:: Stored rows

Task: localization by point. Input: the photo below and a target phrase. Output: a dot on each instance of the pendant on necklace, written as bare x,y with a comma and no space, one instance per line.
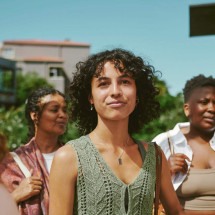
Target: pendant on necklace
120,161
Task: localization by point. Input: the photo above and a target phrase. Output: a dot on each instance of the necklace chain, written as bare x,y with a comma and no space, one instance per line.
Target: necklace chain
123,150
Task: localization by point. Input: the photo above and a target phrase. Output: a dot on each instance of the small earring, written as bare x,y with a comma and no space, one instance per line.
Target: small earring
91,107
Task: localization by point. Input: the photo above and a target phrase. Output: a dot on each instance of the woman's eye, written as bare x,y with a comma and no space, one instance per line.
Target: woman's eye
204,102
125,82
102,84
54,110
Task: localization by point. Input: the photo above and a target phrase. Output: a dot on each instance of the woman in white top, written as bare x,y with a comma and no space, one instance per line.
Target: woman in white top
190,148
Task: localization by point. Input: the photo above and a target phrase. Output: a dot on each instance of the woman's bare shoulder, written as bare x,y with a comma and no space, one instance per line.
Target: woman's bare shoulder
65,153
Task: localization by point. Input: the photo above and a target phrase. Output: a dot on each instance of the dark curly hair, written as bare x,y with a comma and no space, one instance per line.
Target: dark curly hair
197,82
125,61
33,105
3,146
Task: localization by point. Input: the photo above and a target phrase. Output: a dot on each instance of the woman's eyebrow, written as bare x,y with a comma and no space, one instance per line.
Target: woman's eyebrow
102,78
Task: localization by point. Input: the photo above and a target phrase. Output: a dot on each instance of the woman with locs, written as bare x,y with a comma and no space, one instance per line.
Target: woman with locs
107,171
47,118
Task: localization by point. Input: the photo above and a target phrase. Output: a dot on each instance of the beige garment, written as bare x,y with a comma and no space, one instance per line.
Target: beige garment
7,205
197,192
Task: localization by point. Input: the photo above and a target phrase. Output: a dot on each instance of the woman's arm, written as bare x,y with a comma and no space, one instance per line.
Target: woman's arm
168,195
27,188
63,178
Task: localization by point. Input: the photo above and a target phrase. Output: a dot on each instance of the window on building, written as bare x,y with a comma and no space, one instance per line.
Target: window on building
55,71
8,53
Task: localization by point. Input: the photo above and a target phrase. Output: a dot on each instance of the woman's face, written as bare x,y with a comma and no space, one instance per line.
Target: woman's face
200,108
113,94
53,119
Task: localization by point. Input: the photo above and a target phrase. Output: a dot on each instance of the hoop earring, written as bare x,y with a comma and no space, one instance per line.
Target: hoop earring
91,107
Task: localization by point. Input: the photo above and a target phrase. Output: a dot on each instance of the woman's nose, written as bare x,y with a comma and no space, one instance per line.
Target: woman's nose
211,106
116,90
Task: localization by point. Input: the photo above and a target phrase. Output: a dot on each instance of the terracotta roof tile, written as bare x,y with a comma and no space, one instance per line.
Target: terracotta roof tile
45,43
43,59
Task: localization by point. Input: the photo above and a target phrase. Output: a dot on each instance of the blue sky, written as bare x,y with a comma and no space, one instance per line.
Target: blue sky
157,30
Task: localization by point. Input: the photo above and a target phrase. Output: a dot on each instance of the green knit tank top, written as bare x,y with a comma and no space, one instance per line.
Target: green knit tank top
100,192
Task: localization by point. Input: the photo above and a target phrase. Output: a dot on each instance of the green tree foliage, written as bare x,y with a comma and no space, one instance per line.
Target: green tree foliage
13,126
171,113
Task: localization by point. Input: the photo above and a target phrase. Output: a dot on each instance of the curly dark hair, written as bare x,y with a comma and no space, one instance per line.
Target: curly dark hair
197,82
125,61
33,105
3,146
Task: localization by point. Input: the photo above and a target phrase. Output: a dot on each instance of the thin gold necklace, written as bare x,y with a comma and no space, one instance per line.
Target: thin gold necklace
123,150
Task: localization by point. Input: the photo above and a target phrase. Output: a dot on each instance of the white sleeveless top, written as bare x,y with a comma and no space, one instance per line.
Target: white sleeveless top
197,192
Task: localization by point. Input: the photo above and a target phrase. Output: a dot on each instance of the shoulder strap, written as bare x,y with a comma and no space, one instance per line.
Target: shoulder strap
141,149
158,177
22,167
171,147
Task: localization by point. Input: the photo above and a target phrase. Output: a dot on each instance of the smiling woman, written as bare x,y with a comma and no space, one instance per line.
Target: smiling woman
192,158
46,115
113,96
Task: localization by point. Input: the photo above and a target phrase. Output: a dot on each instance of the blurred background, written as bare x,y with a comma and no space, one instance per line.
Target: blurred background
41,41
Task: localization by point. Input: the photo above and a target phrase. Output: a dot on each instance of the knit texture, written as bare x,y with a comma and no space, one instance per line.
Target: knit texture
99,191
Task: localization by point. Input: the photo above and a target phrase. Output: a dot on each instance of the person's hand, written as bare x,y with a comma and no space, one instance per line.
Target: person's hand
27,188
177,163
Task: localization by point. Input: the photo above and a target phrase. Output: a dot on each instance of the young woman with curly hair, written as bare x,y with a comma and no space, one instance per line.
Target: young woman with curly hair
107,171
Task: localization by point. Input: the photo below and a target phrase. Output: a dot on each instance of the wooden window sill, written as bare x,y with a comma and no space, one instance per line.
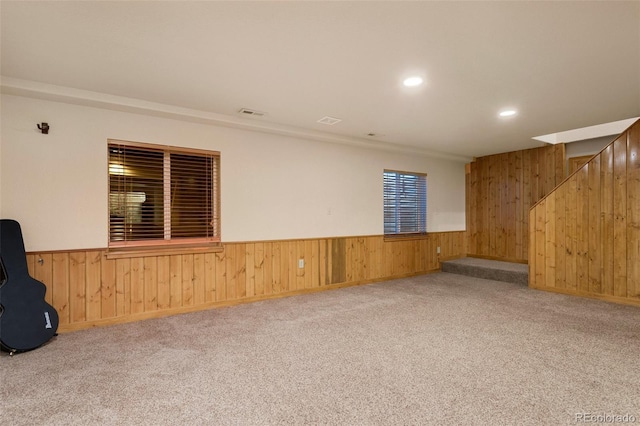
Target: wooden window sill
130,252
402,237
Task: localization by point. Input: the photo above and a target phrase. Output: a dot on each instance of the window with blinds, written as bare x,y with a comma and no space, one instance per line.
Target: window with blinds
405,203
160,195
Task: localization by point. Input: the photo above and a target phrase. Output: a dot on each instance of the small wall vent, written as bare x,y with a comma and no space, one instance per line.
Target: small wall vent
251,112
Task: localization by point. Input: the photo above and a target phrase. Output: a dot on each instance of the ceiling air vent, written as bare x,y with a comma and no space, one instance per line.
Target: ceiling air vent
251,112
329,120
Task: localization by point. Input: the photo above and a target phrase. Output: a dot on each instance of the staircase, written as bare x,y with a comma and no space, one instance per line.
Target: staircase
517,273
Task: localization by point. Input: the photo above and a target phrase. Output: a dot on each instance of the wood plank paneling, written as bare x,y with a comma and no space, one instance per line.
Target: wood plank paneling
501,189
78,287
620,216
601,225
633,212
89,289
60,286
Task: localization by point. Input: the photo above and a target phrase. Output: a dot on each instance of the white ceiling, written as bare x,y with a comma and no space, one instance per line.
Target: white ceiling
562,65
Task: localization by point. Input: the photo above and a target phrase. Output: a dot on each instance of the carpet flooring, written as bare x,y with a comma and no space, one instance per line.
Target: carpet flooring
436,349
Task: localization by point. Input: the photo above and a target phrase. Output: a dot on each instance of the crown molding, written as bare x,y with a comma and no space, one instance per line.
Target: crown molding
50,92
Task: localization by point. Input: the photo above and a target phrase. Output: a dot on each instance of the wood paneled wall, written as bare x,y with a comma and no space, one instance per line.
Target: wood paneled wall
88,289
586,234
500,190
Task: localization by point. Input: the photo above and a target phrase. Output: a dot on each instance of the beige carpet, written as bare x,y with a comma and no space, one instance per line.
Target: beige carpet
435,349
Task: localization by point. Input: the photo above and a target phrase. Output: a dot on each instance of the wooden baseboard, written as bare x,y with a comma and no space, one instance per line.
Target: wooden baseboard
65,328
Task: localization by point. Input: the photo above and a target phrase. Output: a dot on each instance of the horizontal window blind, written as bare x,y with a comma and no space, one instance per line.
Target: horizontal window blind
162,195
405,203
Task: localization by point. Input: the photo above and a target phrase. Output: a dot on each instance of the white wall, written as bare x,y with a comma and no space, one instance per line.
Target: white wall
273,187
587,146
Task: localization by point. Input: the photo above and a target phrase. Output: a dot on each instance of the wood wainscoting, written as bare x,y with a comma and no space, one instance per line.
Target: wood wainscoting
585,235
88,289
500,189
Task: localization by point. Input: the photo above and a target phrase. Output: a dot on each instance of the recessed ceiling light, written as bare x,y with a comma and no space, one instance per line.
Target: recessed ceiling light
508,113
413,81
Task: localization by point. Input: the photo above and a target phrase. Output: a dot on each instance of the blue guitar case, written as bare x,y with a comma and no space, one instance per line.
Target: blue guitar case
27,321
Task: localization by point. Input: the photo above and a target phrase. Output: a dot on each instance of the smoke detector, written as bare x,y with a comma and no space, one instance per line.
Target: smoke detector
251,112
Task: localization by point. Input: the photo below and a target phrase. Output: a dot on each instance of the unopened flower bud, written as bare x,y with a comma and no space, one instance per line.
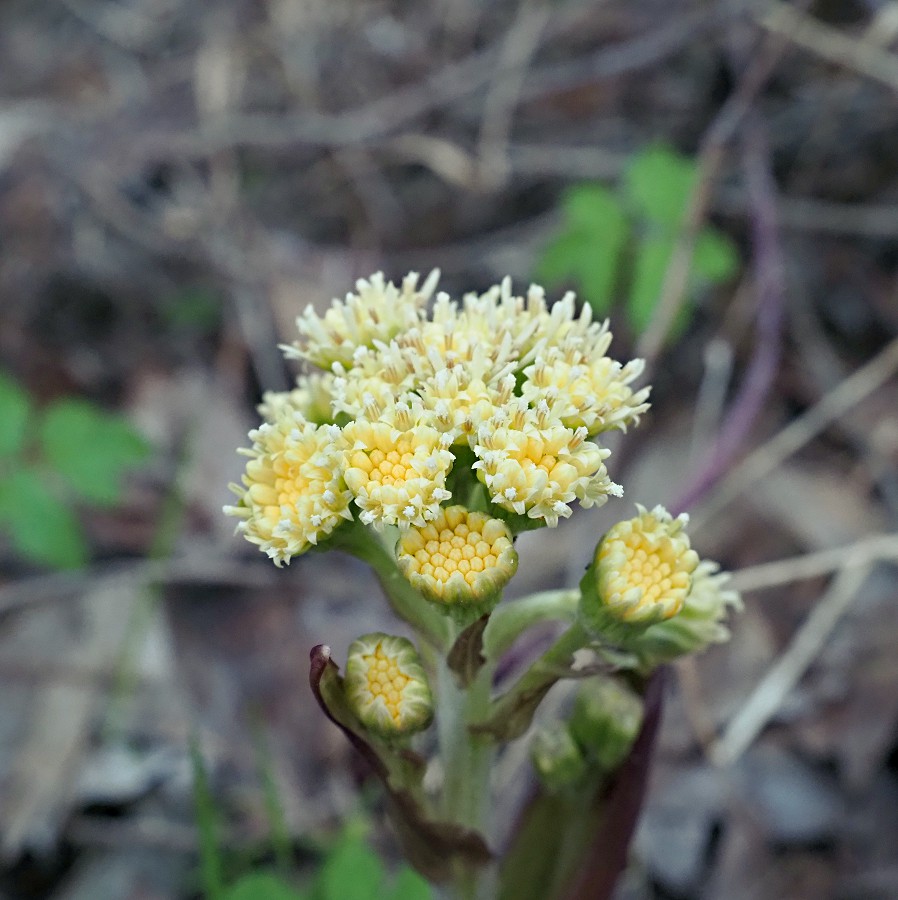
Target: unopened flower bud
460,561
386,685
557,759
641,574
605,720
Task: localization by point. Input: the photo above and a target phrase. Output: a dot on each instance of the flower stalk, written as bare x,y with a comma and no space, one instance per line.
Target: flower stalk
425,434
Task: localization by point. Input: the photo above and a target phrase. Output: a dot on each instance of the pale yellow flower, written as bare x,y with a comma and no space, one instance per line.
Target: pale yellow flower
461,557
461,400
396,466
532,464
293,493
311,398
386,686
377,312
643,567
458,338
384,372
589,390
699,623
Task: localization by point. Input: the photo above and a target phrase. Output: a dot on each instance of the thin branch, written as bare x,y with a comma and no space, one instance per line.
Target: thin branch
768,696
863,56
794,436
770,286
880,547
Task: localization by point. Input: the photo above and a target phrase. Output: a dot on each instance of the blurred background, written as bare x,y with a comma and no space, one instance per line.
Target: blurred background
178,180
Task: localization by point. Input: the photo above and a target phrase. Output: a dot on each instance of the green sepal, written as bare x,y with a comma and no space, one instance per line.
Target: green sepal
605,720
431,846
557,759
512,713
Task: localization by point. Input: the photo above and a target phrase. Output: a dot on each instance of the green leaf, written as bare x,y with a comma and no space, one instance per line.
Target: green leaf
196,308
15,410
262,886
587,251
658,183
352,871
43,529
409,885
207,825
90,448
649,267
588,207
716,258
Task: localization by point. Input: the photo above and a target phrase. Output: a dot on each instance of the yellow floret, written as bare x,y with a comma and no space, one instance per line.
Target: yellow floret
532,464
461,557
586,389
293,493
386,686
644,566
396,468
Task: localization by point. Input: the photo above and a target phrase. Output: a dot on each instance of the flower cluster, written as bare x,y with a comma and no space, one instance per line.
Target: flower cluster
416,400
648,590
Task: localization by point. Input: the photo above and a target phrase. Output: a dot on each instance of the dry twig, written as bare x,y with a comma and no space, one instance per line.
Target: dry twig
794,436
784,675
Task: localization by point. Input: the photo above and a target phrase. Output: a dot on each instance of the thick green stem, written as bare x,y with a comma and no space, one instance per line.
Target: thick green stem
511,714
467,761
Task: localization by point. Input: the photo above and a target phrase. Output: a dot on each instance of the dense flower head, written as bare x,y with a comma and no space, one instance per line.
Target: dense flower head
461,557
378,311
534,465
386,685
293,493
589,390
699,623
312,398
513,391
644,566
396,466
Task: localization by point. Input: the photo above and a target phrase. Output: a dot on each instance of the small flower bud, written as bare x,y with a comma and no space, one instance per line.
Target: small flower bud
386,685
557,759
698,624
641,574
605,721
461,560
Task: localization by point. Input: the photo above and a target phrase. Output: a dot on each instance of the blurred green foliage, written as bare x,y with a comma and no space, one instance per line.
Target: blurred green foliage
349,869
618,241
53,458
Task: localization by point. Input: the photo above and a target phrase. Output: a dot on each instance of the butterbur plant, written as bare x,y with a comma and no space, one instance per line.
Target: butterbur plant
426,434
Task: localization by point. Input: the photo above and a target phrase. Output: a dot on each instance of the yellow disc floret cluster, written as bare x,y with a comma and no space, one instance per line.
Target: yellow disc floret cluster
644,566
495,401
293,494
386,686
461,557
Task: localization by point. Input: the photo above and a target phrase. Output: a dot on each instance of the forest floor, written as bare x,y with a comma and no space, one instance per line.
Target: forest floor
178,180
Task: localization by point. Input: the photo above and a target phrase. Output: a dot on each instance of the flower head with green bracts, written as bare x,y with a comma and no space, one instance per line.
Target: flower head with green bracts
461,559
700,623
293,493
386,686
505,390
648,590
425,434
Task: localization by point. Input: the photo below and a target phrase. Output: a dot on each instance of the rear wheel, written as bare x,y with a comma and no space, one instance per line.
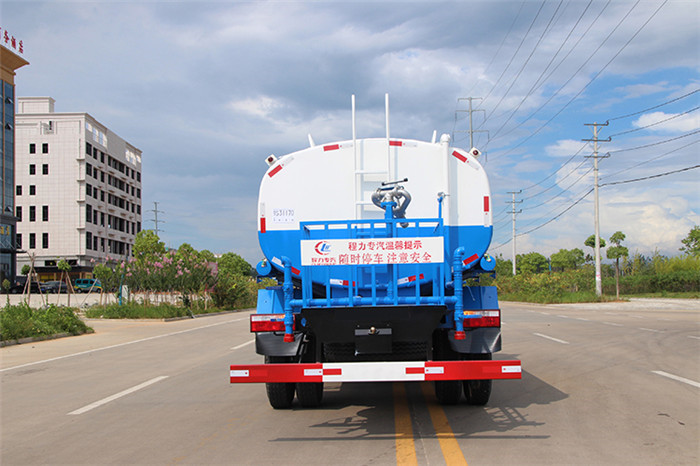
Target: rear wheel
280,395
478,392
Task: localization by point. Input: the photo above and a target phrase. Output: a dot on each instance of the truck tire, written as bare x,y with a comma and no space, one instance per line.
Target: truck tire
478,392
310,394
280,395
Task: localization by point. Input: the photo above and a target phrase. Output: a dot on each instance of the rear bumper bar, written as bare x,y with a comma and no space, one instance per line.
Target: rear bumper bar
401,371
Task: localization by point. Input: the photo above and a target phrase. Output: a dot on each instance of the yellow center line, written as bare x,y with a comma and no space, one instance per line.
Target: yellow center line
405,447
448,443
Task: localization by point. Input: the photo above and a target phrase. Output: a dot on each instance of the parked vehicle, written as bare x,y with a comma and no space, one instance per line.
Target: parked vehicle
85,285
56,286
35,287
374,289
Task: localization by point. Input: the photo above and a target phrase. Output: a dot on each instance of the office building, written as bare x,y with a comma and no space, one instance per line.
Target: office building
78,189
11,50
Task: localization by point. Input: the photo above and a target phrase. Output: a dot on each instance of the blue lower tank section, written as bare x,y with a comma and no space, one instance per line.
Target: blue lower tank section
474,239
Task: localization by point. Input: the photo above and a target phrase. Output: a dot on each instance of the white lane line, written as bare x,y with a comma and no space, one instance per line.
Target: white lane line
552,338
678,378
104,401
243,344
650,330
118,345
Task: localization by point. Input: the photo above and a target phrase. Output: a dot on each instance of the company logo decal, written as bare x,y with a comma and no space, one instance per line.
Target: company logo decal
323,248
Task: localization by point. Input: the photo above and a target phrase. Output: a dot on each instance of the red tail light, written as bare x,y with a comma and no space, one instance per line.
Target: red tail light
482,318
267,322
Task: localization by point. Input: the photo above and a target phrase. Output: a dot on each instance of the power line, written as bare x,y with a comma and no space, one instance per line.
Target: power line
595,76
560,214
516,52
657,123
656,106
595,20
527,60
656,143
652,176
652,159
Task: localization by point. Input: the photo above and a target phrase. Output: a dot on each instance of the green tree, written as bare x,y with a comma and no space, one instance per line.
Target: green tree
532,262
616,251
691,243
148,246
567,259
232,264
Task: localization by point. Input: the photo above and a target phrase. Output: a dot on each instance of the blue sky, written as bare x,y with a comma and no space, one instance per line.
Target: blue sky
208,89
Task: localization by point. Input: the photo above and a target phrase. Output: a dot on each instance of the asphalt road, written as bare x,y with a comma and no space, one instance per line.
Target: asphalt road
602,384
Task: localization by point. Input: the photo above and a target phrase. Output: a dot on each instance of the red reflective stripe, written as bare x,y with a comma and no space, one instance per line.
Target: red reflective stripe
275,170
470,259
472,370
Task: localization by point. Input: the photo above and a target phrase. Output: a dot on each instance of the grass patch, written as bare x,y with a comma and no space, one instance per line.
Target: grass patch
21,321
668,294
133,310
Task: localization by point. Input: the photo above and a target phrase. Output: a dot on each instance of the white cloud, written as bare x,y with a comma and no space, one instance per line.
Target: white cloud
261,106
669,122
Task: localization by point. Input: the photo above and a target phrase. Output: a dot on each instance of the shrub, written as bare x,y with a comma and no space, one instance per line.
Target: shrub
21,321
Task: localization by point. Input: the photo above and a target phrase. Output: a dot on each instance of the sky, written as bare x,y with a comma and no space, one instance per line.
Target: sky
208,89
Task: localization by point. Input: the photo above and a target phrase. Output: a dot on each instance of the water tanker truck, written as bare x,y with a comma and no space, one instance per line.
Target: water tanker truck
372,241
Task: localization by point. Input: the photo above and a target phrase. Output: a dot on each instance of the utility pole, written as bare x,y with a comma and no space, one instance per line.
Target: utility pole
514,212
470,111
596,210
156,221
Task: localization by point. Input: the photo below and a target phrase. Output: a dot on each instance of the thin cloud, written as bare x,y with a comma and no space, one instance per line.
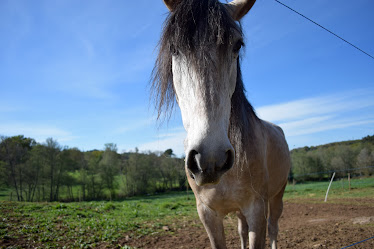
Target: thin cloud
38,132
314,115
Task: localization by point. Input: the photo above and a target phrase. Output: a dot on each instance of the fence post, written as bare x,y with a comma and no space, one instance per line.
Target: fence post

::::

Task prompt: Extract word for word every line from the line that contains "thin cloud, written" to the final line of the data, both included, and nothing else; skip the pictures.

Full solution:
Task: localization by point. Input: the photo below and a target phrase. Output: a dot on each instance of the thin cloud, written as bare x,y with a comma and no space, one instance per line.
Target: thin cloud
38,132
314,115
Task: localization by point. Input: the photo above and a target phrase. Output: a dot on each instance of the fence post, written as bare x,y with a comma and no space, one instance per line.
Target: fence post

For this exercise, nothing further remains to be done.